• CONSIGNE
Dans l'extrait de l'arrêt de la chambre sociale, recopiez mot pour mot le passage qui commence par « Sur le rapport » et s'achève sur « le présent arrêt. ».

La demanderesse invoque, à l'appui de son pourvoi, trois moyens de cassation.
Le dossier a été communiqué au procureur général.
Sur le rapport de Mme Ollivier, conseiller référendaire, les observations de la SCP Célice, Texidor, Périer, avocat de la société Procter & Gamble France, de la SARL Boré, Salve de Bruneton et Mégret, avocat de M. [O], après débats en l'audience publique du 15 janvier 2025 où étaient présents Mme Monge, conseiller doyen faisant fonction de président, Mme Ollivier, conseiller référendaire rapporteur, Mme Cavrois, conseiller, et Mme Dumont, greffier de chambre,
la chambre sociale de la Cour de cassation, composée des président et conseillers précités, après en avoir délibéré conformément à la loi, a rendu le présent arrêt.

• LIGNES DE DONNÉES
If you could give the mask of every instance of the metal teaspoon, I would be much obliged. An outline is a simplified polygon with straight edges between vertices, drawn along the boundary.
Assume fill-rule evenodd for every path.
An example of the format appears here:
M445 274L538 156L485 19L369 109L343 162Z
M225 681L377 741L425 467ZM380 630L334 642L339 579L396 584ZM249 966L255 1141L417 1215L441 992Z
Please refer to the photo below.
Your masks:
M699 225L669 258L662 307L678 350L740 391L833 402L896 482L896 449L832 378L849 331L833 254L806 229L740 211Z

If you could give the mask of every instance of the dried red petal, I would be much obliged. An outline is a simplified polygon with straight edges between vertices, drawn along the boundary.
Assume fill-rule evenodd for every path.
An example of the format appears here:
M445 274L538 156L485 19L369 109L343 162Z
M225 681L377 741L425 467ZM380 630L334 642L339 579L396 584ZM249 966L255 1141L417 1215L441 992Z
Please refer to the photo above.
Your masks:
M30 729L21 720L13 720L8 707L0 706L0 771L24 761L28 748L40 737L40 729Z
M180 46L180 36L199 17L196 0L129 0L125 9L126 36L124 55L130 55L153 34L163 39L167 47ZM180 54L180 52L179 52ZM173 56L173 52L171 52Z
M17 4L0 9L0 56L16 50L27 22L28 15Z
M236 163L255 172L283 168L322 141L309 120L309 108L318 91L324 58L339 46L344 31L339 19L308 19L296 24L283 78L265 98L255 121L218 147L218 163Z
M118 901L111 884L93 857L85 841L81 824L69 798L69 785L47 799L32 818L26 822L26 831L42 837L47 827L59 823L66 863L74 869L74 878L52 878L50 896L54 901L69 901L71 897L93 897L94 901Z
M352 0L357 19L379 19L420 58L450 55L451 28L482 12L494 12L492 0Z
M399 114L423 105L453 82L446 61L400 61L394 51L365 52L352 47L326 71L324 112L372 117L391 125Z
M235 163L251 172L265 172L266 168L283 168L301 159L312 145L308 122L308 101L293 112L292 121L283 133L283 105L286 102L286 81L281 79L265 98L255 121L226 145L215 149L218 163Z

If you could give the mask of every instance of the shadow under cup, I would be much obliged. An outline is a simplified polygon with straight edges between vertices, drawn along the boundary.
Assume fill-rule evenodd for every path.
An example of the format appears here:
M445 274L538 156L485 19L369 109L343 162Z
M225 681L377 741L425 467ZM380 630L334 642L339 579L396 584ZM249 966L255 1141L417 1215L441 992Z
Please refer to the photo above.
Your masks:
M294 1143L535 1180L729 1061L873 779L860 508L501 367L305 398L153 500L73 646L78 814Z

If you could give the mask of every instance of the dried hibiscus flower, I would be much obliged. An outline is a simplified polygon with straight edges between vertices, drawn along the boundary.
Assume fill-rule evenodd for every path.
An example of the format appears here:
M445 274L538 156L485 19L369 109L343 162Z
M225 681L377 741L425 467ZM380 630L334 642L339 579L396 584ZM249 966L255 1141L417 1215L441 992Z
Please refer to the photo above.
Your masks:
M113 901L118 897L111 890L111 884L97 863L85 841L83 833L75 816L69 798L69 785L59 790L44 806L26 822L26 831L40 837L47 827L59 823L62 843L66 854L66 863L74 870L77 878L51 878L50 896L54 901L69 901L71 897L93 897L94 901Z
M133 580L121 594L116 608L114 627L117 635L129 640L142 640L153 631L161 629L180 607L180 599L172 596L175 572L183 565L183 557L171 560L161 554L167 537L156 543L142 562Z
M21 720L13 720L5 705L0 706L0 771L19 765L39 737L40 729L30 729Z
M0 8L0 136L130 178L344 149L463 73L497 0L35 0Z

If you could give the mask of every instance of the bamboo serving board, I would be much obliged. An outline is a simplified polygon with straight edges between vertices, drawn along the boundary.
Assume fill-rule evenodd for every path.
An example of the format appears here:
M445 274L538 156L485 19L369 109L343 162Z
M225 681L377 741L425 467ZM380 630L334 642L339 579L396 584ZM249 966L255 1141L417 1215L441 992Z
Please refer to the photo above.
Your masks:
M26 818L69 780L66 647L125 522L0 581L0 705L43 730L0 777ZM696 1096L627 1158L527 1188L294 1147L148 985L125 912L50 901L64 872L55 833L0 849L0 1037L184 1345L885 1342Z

• RÉPONSE ATTENDUE
Sur le rapport de Mme Ollivier, conseiller référendaire, les observations de la SCP Célice, Texidor, Périer, avocat de la société Procter & Gamble France, de la SARL Boré, Salve de Bruneton et Mégret, avocat de M. [O], après débats en l'audience publique du 15 janvier 2025 où étaient présents Mme Monge, conseiller doyen faisant fonction de président, Mme Ollivier, conseiller référendaire rapporteur, Mme Cavrois, conseiller, et Mme Dumont, greffier de chambre,
la chambre sociale de la Cour de cassation, composée des président et conseillers précités, après en avoir délibéré conformément à la loi, a rendu le présent arrêt.